— Start —
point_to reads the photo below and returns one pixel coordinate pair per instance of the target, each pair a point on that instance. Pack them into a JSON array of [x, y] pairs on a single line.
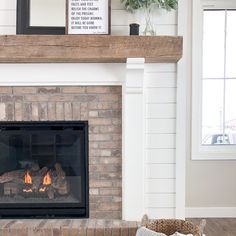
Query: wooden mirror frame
[[23, 22]]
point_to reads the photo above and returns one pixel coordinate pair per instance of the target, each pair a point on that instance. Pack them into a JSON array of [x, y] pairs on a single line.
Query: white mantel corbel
[[133, 140]]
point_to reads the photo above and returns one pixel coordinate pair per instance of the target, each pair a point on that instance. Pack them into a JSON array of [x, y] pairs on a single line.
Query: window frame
[[199, 151]]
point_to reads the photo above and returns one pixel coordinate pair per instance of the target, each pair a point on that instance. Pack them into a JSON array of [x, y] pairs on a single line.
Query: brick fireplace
[[101, 106]]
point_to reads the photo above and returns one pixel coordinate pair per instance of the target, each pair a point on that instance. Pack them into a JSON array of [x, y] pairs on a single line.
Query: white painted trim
[[200, 152], [70, 74], [133, 141], [211, 212], [181, 108]]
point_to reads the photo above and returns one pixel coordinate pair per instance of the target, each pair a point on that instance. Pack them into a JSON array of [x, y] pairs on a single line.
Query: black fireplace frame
[[27, 210]]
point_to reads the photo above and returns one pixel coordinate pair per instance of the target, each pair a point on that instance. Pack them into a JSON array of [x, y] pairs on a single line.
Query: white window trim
[[200, 152]]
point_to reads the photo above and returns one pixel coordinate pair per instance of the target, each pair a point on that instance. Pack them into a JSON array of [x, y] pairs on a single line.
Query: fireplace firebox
[[44, 169]]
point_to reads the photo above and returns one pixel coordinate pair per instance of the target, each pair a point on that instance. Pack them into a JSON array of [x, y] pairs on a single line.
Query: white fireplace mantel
[[131, 77]]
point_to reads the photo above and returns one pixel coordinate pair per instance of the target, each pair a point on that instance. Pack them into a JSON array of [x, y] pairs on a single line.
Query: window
[[214, 80]]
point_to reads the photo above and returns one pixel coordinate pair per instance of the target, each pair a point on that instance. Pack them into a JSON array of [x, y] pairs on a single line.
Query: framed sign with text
[[88, 16]]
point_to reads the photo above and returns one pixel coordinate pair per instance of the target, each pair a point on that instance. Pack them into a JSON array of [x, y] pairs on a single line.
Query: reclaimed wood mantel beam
[[79, 48]]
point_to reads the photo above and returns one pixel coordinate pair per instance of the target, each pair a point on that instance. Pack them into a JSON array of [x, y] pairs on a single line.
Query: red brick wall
[[101, 106]]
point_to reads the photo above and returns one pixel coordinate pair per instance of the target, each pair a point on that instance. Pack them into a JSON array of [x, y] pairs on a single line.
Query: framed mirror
[[41, 16]]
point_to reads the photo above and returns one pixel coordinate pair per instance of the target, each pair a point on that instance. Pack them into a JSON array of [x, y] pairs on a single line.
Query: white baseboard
[[210, 212]]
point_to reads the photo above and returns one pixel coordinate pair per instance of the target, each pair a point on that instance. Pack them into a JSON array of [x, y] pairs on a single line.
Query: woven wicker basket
[[170, 226]]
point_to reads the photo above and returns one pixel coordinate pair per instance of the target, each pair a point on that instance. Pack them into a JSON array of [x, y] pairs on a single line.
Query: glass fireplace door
[[44, 167]]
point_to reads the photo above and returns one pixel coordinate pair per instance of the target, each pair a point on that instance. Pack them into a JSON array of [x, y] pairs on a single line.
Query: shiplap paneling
[[165, 171], [161, 95], [160, 200], [8, 30], [161, 111], [161, 141], [7, 4], [161, 126], [154, 186], [160, 156], [160, 90], [159, 68], [159, 212], [122, 17], [161, 80], [7, 17]]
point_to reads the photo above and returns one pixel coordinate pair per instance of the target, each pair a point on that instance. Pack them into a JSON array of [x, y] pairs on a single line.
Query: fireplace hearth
[[44, 169]]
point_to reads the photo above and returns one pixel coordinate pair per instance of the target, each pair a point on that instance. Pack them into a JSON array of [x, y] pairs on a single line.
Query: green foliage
[[132, 5]]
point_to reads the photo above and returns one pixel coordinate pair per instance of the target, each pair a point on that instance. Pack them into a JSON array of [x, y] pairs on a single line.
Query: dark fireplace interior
[[44, 169]]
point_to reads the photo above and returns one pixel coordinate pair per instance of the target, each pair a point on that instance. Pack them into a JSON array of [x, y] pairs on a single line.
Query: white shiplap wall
[[160, 100], [160, 93]]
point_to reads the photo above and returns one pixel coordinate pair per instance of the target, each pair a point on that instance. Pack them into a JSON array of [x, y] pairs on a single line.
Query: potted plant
[[148, 6]]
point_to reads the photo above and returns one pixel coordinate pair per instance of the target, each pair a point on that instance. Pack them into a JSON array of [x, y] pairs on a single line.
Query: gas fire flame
[[43, 189], [27, 190], [28, 179], [47, 180]]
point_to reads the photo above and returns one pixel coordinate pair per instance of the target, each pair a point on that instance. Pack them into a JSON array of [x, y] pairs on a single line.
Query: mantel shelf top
[[94, 49]]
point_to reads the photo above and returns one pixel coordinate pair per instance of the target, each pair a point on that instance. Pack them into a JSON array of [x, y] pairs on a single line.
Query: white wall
[[210, 185], [160, 103], [160, 93]]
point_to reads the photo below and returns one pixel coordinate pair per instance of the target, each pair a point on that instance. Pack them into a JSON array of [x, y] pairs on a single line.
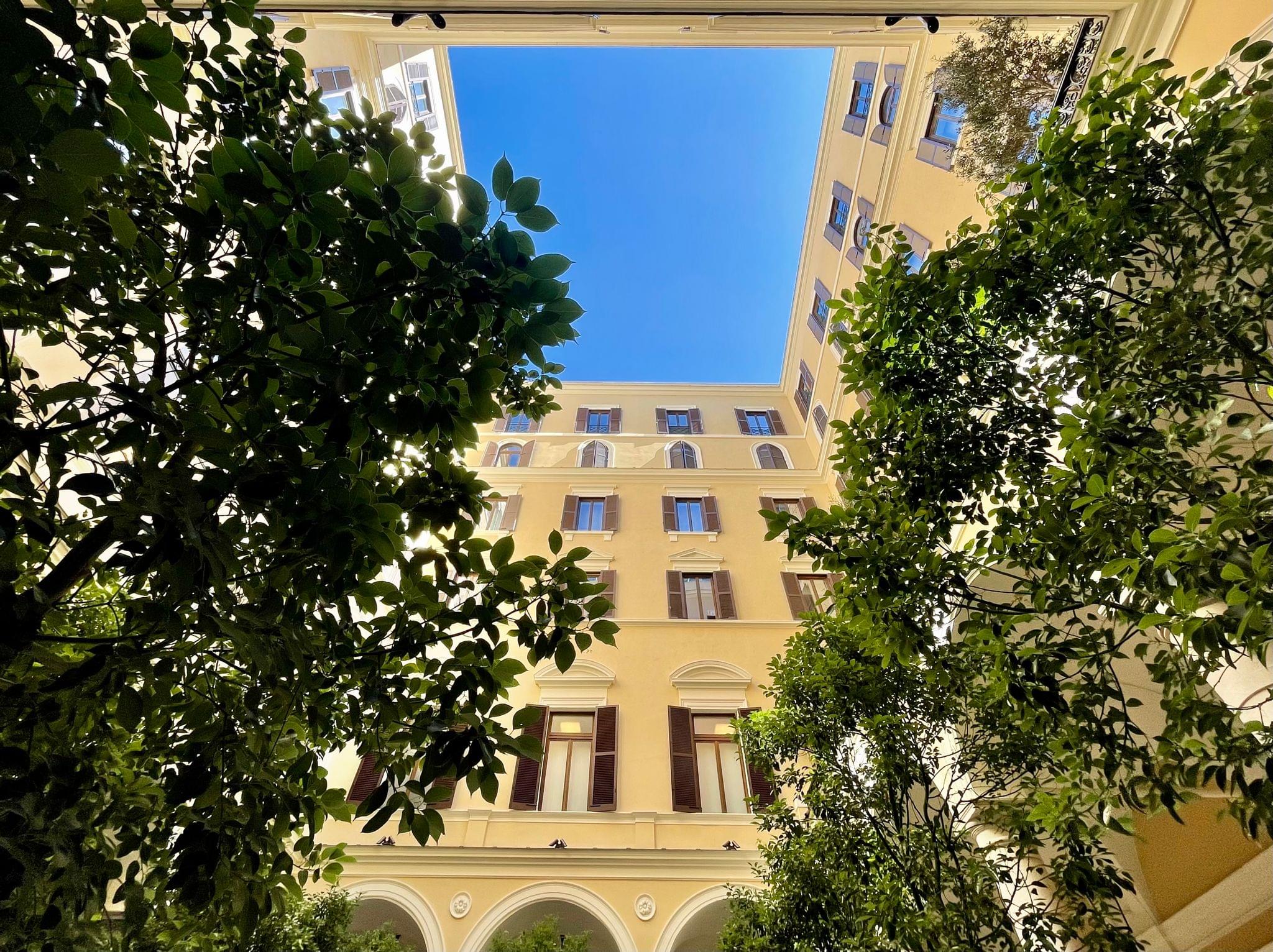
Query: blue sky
[[681, 182]]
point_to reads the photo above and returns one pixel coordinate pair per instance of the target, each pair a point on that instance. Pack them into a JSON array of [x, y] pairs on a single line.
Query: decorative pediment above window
[[585, 685], [712, 685], [696, 561]]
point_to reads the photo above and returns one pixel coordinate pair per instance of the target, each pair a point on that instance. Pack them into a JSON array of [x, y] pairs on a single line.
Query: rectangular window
[[567, 762], [839, 219], [722, 783], [758, 423], [591, 516], [689, 516], [699, 596], [946, 121], [494, 517], [861, 101], [338, 88]]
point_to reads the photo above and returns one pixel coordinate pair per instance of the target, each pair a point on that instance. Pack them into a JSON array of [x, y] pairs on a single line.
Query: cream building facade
[[637, 820]]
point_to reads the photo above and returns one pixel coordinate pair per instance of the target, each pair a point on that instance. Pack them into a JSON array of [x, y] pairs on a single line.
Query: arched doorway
[[400, 909], [696, 927], [576, 909]]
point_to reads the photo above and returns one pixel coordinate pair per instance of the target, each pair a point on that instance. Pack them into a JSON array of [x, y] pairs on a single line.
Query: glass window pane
[[709, 779], [735, 788], [554, 776], [581, 766]]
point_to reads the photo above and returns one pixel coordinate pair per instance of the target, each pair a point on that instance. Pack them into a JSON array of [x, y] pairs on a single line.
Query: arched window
[[595, 455], [771, 457], [682, 456]]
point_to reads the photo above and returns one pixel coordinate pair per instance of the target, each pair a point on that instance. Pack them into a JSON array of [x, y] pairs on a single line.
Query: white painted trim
[[576, 895], [409, 902], [691, 443], [779, 447], [610, 455], [684, 915]]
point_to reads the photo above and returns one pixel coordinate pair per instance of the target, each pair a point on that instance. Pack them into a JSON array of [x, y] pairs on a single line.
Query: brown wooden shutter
[[612, 584], [758, 779], [725, 595], [710, 515], [512, 508], [794, 597], [605, 760], [685, 773], [675, 596], [571, 512], [365, 779], [448, 784], [526, 773]]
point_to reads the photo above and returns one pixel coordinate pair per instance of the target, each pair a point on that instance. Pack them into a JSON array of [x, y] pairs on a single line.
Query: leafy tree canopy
[[1054, 538], [237, 534], [545, 936], [1004, 76]]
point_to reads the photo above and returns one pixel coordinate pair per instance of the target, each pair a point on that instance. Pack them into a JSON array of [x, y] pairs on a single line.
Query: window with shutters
[[699, 596], [494, 516], [722, 778], [689, 516], [591, 515], [820, 419], [567, 761], [682, 456], [336, 85], [839, 217], [510, 455], [771, 457], [595, 454]]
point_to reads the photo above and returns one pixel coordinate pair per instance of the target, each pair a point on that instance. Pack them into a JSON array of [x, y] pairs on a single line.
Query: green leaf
[[536, 219], [121, 224], [549, 267], [502, 178], [522, 194], [85, 152], [404, 163], [472, 195]]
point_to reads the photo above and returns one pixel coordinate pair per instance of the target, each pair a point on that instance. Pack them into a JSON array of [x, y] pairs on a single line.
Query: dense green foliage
[[1054, 538], [234, 534], [310, 924], [545, 936], [1006, 78]]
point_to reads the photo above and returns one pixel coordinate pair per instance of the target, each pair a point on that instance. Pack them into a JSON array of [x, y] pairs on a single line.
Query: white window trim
[[668, 450], [610, 455], [759, 443], [712, 686]]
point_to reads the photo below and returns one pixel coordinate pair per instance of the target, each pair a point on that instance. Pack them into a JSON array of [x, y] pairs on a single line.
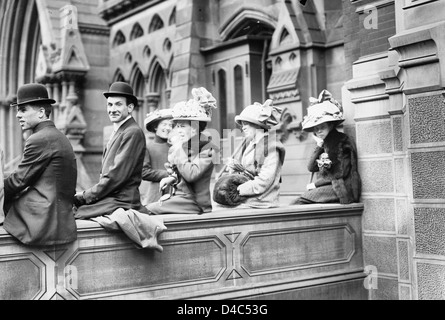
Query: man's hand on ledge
[[79, 199]]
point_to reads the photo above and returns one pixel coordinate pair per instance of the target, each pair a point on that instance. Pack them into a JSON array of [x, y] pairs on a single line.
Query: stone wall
[[310, 252]]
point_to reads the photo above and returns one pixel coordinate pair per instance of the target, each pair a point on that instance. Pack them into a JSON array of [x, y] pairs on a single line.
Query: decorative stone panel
[[388, 289], [377, 176], [400, 173], [431, 281], [397, 131], [97, 267], [381, 252], [265, 252], [428, 180], [374, 137], [403, 219], [379, 215], [21, 278], [426, 119], [429, 224], [405, 292]]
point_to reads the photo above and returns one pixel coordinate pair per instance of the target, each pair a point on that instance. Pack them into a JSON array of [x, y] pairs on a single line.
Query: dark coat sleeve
[[36, 156], [121, 169], [150, 174]]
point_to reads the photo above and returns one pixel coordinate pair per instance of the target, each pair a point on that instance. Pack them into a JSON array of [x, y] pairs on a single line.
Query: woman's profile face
[[322, 130], [249, 129]]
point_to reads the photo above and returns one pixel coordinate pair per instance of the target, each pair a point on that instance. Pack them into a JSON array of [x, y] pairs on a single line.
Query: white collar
[[117, 125]]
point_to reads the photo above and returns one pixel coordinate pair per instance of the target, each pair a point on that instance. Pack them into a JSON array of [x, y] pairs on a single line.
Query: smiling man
[[122, 161], [39, 193]]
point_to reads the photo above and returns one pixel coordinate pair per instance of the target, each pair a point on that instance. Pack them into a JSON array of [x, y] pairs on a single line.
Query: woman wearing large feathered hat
[[334, 160]]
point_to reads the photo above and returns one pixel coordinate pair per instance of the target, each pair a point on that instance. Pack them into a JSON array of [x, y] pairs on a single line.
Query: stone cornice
[[113, 11]]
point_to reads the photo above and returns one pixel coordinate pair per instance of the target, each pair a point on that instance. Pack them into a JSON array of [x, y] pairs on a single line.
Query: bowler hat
[[121, 89], [32, 93], [264, 115], [324, 109]]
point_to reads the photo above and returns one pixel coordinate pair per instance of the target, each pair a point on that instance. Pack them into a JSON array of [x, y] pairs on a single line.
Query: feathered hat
[[265, 115], [154, 117], [323, 109]]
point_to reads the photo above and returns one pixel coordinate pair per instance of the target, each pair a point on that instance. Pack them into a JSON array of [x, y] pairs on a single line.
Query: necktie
[[111, 139]]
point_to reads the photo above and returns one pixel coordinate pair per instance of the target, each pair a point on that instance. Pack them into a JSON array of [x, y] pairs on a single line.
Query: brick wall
[[360, 41]]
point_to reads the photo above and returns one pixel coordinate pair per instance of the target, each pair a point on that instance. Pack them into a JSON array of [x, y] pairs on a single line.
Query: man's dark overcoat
[[120, 176], [39, 194]]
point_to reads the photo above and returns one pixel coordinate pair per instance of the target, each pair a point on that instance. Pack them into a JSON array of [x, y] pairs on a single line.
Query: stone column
[[152, 99]]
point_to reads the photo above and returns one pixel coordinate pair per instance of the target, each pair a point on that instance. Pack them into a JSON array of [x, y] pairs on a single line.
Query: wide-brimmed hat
[[324, 109], [32, 93], [199, 108], [264, 115], [153, 118], [121, 89]]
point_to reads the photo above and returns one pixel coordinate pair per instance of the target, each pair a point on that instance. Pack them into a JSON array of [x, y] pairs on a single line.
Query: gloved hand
[[318, 140], [166, 182]]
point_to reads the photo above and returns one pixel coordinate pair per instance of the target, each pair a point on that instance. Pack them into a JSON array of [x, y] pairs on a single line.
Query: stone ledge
[[281, 252]]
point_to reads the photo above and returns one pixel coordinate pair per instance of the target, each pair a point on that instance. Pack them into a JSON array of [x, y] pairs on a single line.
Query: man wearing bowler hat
[[39, 193], [122, 160]]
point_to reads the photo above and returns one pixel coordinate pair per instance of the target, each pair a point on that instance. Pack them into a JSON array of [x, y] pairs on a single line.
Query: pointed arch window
[[119, 39], [222, 94], [285, 37], [136, 31], [172, 20], [118, 76], [156, 24], [239, 89]]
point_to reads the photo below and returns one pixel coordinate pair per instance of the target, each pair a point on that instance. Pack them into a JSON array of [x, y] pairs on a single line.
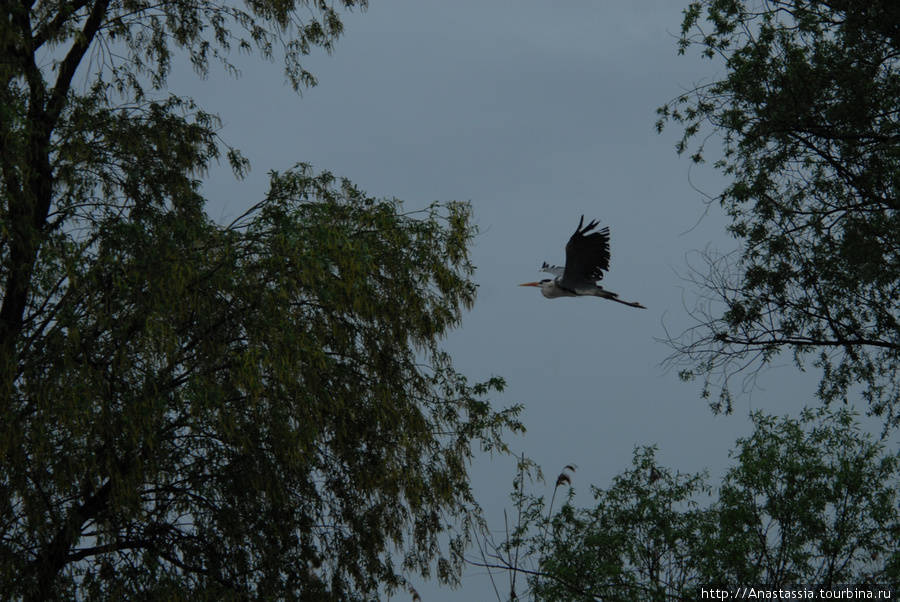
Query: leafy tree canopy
[[808, 108], [809, 501], [189, 410]]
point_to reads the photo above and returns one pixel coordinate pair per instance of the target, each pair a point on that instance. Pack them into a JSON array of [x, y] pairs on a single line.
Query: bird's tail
[[630, 303], [602, 292]]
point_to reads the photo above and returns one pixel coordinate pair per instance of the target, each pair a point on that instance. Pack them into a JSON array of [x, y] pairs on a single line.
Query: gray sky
[[536, 112]]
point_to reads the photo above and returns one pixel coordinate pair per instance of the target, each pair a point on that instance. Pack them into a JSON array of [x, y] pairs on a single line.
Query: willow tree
[[808, 107], [189, 410]]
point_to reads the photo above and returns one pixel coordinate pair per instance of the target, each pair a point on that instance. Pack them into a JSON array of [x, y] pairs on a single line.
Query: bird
[[587, 257]]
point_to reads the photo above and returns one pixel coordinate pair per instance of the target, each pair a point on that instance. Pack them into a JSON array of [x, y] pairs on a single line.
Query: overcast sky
[[537, 113]]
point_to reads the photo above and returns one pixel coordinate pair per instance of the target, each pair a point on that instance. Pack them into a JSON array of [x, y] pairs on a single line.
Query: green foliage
[[809, 113], [812, 500], [198, 411]]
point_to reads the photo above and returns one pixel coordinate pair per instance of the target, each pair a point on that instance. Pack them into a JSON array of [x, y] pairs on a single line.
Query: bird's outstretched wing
[[552, 269], [587, 256]]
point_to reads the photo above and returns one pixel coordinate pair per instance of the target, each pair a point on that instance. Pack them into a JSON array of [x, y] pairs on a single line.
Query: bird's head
[[540, 283]]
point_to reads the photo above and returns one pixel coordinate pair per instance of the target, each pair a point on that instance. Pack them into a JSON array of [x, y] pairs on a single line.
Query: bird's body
[[587, 257]]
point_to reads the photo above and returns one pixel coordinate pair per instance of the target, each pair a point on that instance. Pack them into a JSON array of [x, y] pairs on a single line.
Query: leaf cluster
[[809, 501], [809, 117]]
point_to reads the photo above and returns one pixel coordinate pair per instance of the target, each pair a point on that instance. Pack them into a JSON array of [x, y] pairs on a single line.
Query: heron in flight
[[587, 257]]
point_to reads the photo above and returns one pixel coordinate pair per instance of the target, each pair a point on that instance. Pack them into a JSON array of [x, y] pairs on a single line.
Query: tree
[[188, 410], [809, 501], [808, 110]]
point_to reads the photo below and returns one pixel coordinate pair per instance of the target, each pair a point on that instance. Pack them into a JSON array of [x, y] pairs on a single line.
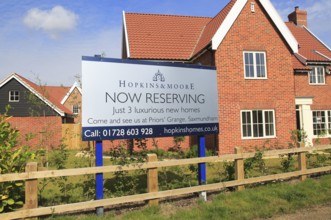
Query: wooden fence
[[31, 176]]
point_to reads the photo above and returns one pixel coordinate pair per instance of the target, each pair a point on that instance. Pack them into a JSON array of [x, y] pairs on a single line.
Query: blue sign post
[[99, 176], [202, 173]]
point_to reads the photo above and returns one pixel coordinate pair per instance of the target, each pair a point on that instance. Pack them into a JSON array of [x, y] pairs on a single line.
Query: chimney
[[298, 17]]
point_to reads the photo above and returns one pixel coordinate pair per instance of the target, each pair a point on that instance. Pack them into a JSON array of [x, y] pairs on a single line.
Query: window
[[14, 96], [322, 123], [257, 124], [317, 75], [75, 109], [255, 65]]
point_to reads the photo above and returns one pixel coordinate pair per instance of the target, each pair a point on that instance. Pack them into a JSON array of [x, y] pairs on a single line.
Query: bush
[[12, 160]]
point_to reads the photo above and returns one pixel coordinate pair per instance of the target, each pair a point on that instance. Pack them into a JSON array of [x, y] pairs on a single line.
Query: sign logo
[[158, 77]]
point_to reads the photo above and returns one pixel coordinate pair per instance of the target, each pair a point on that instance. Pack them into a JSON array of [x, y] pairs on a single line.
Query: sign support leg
[[99, 176], [202, 166]]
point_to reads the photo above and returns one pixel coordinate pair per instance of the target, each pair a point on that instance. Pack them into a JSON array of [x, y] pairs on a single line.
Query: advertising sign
[[125, 99]]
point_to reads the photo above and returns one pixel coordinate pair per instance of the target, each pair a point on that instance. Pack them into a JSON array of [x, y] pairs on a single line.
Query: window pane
[[320, 75], [249, 65], [319, 122], [269, 123], [260, 67], [246, 124]]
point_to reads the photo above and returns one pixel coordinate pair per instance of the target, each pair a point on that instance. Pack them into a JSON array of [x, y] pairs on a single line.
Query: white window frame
[[255, 65], [313, 71], [264, 124], [15, 96], [327, 123], [78, 109]]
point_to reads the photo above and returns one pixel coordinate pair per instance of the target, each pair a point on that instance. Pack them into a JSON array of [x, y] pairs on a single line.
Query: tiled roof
[[310, 47], [211, 28], [51, 94], [153, 36]]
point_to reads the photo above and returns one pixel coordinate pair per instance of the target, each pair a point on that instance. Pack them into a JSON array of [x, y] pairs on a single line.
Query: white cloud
[[53, 21]]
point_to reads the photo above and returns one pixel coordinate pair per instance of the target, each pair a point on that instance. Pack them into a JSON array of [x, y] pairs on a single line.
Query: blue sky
[[44, 40]]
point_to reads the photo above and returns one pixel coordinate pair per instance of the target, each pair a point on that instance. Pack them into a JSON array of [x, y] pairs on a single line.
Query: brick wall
[[46, 131], [254, 32]]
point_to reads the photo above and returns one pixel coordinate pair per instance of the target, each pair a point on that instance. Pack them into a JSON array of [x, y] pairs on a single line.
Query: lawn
[[263, 201]]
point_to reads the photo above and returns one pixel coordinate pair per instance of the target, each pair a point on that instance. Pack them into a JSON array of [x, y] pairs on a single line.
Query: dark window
[[14, 96]]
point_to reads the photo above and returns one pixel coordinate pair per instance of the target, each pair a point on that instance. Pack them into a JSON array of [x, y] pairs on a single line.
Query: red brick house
[[39, 111], [273, 77]]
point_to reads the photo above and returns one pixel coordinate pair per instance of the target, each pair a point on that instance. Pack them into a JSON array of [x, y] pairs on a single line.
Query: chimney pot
[[298, 17]]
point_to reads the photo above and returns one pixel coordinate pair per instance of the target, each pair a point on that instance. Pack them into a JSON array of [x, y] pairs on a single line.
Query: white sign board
[[138, 99]]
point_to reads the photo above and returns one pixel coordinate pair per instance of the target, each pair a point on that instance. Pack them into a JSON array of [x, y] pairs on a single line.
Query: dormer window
[[255, 65], [14, 96], [75, 109], [317, 75]]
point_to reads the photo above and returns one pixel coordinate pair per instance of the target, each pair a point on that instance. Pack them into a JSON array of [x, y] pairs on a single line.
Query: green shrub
[[13, 159]]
— End —
Given instruction
Copy the rows word for word, from the very first line through the line containing "[[200, 152], [70, 74], [133, 141], [211, 212], [181, 108]]", and leave the pictures out.

Complete output
point_to reads the photo below and returns one pixel coordinate pair per instance of the target, each pair a point on that instance. Pack them into a JSON array of [x, y] pairs on a single line.
Query: wooden mirror frame
[[23, 22]]
point_to reads the photo above and returns one pixel coordinate pair per instance of the target, each pair a point on that instance. Pack them into a JSON array of [x, y] pairs on a single line.
Query: white mantel corbel
[[133, 140]]
point_to reads the photo above and returns one pixel coordinate pair per instance of the target, each pair a point on that instance. Pack them into a JSON array of [x, y] pairs on a single line.
Query: window frame
[[199, 151]]
point_to reads the photo above and returns one pixel coordinate pair per instance of the target, each pair a point on that instance. Pack them into a JSON array of [x, y] pairs on a single line.
Query: brick fireplace
[[101, 106]]
point_to reads the photo above and returns one pixel coordinate pair per instance of the target, each pair a point on that instance. Pack them into a JSON array of [x, y] pairs on a single line.
Query: white painted trim
[[200, 152], [70, 74], [133, 141], [211, 212], [181, 108]]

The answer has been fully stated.